▶ **Yapılacak İşler**:
A) Performans değerlendirmesiyle ilgili metne göre geleneksel olarak en yaygın uygulama hangisidir?
B) Performans değerlendirmesiyle ilgili metinde "Performans değerlendirme sürecinin" sözlerinin geçtiği yerle başlayıp "tarafından da yapılabilmektedir." ile biten kısmı aynen yazın.

• Sonuç bulunamadı

1.7. PERFORMANS DEĞERLENDİRME SÜRECİ

1.7.6. Değerlendirenlerin Belirlenmesi

Performans değerlendirme sürecinin yönetici ve işgörenlere bilgi verilmesinden sonraki aşaması, değerlendirenlerin belirlenmesidir. Bu aşamada örgütün yapısına, kültürüne, değerlendirmenin yöntemine, değerlendirenlerin almış oldukları değerlendirme eğitimine göre, değerlendirenin belirlenmesi gerekmektedir. Performansın değerlendirilmesi, işgörenin ilk yöneticisi ya da kendisi tarafından yapılabileceği gibi astları, diğer işgörenler ve müşteriler tarafından da yapılabilmektedir.

1.7.6.1. Değerlendirmenin İlk Yönetici Tarafından Yapılması

Geleneksel olarak en yaygın uygulama, işgörenlerin ilk yönetici tarafından değerlemesidir. Bu tür uygulamaların yararlı yönü, birinci derecede yöneticinin, değerlendirilecek olan işgörene yakın olması nedeniyle onu en iyi biçimde izleyebilecek olmasıdır (Bingöl, 2006: 287).

▶ **Çıkarılan Kayıtlar**:
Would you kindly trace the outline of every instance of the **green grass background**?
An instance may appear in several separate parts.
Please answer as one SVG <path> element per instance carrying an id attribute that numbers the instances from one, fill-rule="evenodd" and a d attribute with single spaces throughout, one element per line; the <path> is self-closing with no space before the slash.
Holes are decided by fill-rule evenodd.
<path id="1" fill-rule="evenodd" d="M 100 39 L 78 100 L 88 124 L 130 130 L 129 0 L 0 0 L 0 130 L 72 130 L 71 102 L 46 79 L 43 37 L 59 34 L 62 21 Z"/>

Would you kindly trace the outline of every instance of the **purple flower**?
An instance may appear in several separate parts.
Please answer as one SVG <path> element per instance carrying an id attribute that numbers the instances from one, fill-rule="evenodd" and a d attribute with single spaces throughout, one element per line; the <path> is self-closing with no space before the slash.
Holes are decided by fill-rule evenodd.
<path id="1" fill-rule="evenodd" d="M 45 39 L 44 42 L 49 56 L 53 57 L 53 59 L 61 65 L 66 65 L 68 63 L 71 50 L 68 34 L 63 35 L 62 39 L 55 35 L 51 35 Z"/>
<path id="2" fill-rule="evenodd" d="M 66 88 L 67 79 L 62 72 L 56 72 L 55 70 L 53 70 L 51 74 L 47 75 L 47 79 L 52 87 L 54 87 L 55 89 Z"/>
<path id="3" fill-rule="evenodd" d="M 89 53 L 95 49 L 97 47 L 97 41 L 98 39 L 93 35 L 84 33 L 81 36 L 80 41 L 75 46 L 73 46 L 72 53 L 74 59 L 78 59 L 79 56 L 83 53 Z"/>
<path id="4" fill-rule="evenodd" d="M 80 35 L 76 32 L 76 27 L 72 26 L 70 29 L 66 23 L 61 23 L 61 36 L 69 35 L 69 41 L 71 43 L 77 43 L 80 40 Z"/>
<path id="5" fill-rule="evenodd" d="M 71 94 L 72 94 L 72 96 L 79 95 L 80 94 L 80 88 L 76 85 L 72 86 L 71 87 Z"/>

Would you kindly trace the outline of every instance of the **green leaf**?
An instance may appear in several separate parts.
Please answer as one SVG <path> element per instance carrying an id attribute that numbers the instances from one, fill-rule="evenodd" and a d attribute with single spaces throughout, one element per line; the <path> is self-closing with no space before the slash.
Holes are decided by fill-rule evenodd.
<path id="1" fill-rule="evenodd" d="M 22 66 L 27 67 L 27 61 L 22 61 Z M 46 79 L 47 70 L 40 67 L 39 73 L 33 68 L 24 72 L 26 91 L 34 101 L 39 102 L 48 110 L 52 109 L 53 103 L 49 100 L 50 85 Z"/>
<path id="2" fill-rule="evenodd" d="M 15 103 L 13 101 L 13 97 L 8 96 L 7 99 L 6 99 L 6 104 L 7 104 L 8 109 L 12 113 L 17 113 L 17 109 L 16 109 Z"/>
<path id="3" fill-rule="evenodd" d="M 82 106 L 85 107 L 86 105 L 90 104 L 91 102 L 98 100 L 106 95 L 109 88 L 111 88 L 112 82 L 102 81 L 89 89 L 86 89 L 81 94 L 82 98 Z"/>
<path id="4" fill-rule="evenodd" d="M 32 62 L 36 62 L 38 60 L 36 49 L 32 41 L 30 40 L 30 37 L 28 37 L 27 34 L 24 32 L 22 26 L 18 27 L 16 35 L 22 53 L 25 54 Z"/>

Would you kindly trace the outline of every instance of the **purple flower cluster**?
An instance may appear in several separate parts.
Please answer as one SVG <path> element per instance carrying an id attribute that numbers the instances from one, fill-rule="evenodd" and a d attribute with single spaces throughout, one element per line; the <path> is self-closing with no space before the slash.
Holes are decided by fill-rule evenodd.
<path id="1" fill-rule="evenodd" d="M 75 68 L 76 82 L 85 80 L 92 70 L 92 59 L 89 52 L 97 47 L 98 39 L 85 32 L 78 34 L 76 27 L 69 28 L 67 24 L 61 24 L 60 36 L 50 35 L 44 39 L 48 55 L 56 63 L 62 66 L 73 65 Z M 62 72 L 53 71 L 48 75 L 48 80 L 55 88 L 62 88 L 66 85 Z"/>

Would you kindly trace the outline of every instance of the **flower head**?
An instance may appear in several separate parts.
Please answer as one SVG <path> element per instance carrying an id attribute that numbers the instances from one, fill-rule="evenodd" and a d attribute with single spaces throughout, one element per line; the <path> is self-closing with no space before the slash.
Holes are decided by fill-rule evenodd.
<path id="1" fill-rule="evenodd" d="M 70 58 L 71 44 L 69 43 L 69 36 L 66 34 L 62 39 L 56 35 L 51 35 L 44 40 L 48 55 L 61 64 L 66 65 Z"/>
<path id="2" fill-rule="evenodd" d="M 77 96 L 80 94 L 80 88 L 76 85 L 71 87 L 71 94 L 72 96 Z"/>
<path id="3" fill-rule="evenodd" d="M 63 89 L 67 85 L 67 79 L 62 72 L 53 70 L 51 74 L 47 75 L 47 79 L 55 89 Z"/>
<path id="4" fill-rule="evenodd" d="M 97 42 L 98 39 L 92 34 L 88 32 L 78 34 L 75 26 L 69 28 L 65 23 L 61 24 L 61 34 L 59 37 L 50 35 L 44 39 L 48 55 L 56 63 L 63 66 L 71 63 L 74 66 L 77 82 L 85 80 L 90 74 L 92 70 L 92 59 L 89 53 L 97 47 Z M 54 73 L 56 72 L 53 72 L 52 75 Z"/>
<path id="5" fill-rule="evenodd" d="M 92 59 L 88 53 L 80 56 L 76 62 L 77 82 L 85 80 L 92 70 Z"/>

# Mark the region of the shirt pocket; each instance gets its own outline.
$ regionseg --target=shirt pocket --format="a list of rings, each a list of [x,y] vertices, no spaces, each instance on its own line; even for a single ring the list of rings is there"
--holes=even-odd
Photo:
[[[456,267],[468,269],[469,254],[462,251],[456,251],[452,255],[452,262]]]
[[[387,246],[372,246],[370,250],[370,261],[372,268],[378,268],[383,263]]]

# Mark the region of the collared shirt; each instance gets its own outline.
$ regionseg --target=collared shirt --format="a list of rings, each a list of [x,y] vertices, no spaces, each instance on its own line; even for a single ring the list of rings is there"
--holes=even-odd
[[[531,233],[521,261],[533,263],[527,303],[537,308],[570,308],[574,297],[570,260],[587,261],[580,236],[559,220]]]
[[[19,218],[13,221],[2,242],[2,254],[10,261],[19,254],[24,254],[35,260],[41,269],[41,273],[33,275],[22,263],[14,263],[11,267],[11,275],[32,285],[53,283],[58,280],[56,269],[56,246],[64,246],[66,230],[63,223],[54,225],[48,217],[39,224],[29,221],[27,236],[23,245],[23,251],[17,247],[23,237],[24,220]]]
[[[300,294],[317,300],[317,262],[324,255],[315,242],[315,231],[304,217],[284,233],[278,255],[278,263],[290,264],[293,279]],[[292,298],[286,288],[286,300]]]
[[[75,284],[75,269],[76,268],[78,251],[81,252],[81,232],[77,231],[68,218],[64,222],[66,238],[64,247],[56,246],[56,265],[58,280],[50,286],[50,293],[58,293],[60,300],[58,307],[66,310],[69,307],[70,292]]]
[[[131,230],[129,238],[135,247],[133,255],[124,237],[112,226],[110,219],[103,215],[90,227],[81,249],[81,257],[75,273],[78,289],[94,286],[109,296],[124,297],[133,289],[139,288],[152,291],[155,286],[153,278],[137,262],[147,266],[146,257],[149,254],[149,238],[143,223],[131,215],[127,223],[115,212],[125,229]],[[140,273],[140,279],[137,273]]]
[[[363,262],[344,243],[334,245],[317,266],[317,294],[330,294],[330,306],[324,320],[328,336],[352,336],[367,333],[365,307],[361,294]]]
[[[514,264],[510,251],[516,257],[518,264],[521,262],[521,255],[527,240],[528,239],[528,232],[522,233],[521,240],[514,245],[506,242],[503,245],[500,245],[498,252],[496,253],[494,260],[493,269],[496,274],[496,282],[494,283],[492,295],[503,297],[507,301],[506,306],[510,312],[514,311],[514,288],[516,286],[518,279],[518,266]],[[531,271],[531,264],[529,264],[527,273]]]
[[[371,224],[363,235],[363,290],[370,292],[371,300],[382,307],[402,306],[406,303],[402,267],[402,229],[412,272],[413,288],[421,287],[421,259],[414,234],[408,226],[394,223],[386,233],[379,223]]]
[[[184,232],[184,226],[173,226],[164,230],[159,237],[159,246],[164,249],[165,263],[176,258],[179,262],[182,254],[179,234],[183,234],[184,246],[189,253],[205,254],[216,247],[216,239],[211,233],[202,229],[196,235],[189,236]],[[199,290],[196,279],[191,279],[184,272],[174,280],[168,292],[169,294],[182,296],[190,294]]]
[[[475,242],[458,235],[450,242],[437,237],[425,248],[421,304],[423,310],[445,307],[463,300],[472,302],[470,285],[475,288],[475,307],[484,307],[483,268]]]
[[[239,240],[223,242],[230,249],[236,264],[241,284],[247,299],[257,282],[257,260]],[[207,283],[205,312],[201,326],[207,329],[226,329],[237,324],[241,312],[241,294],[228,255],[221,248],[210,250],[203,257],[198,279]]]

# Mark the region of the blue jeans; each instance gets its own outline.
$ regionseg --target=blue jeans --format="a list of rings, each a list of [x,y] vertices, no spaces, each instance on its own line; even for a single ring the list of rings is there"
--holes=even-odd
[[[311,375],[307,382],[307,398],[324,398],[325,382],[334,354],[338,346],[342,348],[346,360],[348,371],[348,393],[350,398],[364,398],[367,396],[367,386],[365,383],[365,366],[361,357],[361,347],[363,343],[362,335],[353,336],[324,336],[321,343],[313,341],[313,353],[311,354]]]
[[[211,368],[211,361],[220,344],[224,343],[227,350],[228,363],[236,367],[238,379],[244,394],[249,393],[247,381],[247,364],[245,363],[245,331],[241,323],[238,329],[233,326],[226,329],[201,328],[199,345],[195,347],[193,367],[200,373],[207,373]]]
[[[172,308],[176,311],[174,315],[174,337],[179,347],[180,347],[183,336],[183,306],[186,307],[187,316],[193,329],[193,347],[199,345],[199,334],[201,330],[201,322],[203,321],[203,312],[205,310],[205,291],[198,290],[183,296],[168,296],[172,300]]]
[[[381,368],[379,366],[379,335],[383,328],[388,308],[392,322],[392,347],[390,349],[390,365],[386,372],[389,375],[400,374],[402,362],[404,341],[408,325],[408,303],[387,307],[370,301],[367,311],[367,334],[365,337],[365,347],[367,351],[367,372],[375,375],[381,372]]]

▶ **Tam Cevaplar**:
A) İşgörenlerin ilk yönetici tarafından değerlendirilmesi.

B)
Performans değerlendirme sürecinin yönetici ve işgörenlere bilgi verilmesinden sonraki aşaması, değerlendirenlerin belirlenmesidir. Bu aşamada örgütün yapısına, kültürüne, değerlendirmenin yöntemine, değerlendirenlerin almış oldukları değerlendirme eğitimine göre, değerlendirenin belirlenmesi gerekmektedir. Performansın değerlendirilmesi, işgörenin ilk yöneticisi ya da kendisi tarafından yapılabileceği gibi astları, diğer işgörenler ve müşteriler tarafından da yapılabilmektedir.